PROBLEM REQUIREMENTS | In the data beneath this task, how many lines contain "below"? Answer with the number only.

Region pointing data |
:::
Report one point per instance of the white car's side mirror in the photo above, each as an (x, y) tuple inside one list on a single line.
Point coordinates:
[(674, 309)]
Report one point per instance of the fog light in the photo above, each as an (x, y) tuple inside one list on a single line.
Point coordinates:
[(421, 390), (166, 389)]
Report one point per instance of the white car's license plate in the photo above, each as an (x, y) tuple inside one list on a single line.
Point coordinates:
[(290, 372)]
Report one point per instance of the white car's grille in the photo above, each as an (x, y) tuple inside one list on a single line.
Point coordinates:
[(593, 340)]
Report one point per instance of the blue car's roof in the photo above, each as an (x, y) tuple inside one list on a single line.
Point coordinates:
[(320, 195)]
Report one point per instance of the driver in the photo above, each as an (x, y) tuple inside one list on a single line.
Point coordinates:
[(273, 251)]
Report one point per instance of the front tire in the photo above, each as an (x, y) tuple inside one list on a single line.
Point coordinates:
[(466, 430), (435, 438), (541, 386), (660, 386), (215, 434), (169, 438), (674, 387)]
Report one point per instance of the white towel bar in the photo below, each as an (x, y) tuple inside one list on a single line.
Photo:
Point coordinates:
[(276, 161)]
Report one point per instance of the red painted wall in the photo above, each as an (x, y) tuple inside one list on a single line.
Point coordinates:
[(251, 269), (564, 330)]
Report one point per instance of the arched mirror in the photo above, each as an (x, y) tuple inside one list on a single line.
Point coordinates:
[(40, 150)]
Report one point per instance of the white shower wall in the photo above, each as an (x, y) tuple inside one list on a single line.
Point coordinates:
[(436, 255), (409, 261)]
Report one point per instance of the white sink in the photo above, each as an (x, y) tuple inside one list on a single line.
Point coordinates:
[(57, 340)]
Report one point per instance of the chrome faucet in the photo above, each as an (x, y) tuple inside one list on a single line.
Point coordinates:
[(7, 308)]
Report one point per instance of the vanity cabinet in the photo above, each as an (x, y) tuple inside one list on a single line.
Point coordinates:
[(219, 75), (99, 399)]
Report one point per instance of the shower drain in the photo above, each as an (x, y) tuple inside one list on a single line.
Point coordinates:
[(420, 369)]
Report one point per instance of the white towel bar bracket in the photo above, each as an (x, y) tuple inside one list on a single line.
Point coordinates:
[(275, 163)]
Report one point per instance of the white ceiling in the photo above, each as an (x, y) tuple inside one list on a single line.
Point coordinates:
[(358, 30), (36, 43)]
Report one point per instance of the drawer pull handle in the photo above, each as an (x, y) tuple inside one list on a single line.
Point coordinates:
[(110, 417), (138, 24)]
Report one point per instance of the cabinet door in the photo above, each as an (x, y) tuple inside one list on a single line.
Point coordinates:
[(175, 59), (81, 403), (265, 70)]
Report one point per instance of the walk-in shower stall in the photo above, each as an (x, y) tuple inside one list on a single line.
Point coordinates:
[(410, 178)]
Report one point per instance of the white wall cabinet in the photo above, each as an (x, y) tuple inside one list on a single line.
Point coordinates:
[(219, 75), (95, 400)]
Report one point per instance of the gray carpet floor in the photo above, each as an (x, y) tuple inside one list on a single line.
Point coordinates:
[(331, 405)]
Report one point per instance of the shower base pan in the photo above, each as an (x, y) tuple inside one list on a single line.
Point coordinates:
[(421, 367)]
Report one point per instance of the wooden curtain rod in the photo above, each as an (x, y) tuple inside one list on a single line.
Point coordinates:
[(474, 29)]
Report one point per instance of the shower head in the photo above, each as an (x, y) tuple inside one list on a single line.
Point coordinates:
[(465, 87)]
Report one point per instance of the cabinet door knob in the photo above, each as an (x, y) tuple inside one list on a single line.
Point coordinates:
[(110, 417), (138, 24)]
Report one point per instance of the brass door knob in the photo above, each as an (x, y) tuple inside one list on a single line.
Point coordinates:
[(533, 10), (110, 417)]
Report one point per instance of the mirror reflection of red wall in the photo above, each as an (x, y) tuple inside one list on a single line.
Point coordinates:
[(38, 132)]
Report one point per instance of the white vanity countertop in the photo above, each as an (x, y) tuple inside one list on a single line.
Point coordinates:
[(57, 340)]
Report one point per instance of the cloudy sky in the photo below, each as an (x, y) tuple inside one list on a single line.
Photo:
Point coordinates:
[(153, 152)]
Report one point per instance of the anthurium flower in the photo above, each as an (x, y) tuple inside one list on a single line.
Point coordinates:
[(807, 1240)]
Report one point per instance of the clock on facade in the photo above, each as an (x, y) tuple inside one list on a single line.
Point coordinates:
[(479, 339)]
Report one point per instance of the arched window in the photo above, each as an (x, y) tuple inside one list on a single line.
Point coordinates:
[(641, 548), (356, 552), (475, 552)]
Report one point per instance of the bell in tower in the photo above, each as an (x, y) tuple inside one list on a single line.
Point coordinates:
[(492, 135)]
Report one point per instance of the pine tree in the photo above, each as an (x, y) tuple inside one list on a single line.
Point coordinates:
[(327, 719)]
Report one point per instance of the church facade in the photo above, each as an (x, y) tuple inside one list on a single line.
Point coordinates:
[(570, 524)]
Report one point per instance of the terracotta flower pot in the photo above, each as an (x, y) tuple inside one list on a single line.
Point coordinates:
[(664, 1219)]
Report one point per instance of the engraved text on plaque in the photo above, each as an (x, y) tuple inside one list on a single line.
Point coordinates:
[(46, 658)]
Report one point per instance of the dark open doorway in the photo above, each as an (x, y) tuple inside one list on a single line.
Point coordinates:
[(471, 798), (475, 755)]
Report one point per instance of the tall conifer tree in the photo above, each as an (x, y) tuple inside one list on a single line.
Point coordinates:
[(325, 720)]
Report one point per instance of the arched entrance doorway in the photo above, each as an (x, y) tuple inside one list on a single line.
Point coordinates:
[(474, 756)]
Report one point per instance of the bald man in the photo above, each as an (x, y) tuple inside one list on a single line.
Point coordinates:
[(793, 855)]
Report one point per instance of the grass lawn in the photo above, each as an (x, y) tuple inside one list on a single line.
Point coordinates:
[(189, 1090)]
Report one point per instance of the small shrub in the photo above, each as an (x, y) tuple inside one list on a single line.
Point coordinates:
:::
COMPLETED TASK | 2